- **Given task**:
Determine how many lines of the entries below contain the word "water". Give only that number.

──────

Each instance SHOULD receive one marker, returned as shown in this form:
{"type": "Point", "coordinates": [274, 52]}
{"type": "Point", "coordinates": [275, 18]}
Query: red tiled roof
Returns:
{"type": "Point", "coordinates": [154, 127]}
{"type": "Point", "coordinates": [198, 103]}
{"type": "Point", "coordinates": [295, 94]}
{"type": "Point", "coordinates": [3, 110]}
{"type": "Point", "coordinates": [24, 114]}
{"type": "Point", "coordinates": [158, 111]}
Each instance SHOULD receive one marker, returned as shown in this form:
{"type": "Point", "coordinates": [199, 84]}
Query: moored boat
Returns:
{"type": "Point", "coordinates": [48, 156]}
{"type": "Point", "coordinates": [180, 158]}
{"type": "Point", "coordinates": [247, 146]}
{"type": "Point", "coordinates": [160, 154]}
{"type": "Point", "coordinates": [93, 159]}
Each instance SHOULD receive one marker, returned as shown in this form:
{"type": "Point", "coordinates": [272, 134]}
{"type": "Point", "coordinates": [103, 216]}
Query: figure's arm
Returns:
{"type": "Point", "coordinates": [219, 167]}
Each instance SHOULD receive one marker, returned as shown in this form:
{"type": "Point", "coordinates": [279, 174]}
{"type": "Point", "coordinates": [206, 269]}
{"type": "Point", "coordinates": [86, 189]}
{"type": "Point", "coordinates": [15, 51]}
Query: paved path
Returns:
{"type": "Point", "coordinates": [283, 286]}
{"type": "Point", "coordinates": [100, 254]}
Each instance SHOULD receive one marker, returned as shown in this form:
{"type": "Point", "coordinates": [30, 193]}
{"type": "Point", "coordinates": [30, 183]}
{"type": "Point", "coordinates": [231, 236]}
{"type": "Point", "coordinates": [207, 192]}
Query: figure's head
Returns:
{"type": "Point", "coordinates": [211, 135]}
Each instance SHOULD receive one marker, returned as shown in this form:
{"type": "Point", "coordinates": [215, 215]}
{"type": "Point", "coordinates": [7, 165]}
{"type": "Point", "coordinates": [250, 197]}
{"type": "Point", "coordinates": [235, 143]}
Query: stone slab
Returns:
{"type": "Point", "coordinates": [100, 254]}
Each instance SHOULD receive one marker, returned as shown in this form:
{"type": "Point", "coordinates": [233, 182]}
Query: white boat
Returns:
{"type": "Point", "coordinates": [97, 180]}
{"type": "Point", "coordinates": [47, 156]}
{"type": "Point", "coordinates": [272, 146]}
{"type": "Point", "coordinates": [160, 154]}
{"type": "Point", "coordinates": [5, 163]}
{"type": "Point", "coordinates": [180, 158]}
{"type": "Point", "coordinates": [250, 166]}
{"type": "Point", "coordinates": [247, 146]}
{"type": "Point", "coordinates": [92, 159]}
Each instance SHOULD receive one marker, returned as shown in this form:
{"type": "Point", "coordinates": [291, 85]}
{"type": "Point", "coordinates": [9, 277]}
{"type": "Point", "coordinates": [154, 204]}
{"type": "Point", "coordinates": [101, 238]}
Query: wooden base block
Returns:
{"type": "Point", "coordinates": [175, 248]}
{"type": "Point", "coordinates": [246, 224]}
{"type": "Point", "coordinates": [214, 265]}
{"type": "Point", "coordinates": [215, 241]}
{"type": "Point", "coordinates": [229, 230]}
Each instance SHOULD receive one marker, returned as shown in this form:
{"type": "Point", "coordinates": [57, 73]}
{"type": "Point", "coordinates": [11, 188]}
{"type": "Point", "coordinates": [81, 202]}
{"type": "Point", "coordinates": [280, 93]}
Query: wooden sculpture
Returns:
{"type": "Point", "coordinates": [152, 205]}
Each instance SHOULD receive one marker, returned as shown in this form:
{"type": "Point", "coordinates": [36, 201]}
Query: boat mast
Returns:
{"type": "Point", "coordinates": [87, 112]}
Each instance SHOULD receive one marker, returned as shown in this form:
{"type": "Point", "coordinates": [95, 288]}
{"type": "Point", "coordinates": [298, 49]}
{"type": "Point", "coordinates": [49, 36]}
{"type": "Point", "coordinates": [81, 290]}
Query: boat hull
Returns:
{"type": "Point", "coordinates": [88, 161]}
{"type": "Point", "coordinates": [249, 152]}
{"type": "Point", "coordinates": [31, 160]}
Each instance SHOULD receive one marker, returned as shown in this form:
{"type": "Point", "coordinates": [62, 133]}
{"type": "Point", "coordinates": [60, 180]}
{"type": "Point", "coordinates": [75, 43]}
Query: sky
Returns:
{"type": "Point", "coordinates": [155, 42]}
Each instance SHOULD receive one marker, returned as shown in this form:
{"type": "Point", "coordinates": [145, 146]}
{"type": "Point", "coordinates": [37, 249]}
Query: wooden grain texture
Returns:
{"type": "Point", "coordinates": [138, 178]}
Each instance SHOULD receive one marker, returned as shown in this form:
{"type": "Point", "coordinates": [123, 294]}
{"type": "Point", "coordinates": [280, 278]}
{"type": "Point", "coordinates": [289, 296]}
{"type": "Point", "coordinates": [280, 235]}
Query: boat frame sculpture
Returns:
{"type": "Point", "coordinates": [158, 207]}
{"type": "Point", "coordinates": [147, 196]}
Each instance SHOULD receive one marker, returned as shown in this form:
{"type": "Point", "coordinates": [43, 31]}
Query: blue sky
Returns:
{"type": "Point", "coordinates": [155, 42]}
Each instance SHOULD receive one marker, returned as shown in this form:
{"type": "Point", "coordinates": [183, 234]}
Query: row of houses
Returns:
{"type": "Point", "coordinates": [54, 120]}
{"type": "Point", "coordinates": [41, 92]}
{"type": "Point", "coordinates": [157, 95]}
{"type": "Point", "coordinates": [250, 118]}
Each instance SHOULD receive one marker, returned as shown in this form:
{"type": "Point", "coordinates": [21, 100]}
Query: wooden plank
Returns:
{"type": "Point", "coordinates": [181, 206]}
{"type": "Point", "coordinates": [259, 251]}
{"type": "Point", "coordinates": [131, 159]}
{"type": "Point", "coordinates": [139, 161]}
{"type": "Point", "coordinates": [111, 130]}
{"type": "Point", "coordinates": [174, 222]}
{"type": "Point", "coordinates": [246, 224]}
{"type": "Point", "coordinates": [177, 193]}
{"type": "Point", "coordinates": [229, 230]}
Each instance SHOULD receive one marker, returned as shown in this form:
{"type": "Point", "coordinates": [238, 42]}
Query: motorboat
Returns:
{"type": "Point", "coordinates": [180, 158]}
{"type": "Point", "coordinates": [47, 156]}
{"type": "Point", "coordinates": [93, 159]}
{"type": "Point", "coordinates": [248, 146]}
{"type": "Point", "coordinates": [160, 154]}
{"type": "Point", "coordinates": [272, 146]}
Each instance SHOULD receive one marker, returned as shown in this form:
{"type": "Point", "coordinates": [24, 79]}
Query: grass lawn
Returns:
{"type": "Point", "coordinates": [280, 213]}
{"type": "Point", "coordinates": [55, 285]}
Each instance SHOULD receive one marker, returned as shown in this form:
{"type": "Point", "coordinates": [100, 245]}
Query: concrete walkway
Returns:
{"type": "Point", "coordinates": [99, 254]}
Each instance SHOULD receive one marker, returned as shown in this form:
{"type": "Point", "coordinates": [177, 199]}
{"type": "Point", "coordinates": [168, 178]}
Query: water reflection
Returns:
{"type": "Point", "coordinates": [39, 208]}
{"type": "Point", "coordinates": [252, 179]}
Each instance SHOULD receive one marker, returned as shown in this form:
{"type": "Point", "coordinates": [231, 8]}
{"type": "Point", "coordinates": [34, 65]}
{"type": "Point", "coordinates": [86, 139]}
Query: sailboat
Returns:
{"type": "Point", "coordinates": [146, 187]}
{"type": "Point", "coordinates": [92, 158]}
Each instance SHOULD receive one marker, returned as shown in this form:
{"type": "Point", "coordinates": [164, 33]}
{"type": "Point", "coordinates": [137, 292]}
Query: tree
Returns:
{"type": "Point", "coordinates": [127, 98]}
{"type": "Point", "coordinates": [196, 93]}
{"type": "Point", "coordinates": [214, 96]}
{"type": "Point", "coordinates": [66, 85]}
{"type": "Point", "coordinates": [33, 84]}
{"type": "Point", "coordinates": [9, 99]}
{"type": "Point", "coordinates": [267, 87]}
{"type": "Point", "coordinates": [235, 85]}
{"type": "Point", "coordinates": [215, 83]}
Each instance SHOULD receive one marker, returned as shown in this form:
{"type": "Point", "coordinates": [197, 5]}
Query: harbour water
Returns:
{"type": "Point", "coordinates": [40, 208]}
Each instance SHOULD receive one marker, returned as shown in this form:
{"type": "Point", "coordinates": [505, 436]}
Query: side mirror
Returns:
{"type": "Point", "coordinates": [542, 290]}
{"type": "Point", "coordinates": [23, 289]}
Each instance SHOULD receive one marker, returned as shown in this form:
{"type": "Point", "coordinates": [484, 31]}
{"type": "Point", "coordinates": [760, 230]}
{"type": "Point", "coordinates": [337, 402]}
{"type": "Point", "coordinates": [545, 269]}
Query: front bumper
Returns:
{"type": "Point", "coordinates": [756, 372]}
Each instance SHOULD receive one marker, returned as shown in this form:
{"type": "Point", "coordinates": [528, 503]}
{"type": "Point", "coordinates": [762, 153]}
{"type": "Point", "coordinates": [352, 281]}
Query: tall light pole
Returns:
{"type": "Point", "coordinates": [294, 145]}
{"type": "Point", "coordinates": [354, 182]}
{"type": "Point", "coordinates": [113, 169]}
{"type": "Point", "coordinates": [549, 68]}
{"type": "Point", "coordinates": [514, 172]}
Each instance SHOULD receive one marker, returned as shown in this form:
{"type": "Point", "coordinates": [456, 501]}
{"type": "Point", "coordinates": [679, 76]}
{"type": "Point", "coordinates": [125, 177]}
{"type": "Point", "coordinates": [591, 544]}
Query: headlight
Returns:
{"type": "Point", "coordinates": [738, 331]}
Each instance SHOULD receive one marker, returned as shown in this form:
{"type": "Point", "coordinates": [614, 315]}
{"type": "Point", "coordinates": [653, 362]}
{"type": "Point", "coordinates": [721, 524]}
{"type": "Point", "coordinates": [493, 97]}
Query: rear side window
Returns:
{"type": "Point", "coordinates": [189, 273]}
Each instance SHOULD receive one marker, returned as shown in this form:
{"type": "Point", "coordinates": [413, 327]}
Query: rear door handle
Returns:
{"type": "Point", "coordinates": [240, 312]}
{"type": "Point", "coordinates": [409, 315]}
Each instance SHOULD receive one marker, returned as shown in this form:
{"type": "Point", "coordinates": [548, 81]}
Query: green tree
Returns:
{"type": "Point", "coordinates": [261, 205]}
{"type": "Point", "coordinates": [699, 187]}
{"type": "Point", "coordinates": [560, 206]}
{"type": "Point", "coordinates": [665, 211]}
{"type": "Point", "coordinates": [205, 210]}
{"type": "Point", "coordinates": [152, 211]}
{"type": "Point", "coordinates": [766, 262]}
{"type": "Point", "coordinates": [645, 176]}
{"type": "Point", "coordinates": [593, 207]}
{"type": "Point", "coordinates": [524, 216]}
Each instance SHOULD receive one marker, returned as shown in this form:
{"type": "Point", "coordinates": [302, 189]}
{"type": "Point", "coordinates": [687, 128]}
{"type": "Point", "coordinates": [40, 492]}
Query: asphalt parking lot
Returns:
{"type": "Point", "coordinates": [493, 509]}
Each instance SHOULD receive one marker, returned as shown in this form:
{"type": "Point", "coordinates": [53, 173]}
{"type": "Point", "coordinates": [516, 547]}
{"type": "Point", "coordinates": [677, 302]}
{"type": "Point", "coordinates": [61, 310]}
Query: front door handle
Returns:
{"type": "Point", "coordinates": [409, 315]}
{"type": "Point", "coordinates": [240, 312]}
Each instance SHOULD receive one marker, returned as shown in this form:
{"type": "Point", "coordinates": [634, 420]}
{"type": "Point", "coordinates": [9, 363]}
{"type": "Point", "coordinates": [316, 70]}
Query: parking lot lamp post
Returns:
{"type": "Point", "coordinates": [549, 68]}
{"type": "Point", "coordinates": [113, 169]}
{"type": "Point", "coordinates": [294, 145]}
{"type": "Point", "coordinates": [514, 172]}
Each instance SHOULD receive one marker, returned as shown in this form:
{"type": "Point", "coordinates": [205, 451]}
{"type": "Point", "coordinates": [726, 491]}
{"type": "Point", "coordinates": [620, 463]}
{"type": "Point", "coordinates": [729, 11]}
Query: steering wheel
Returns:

──────

- **Written answer**:
2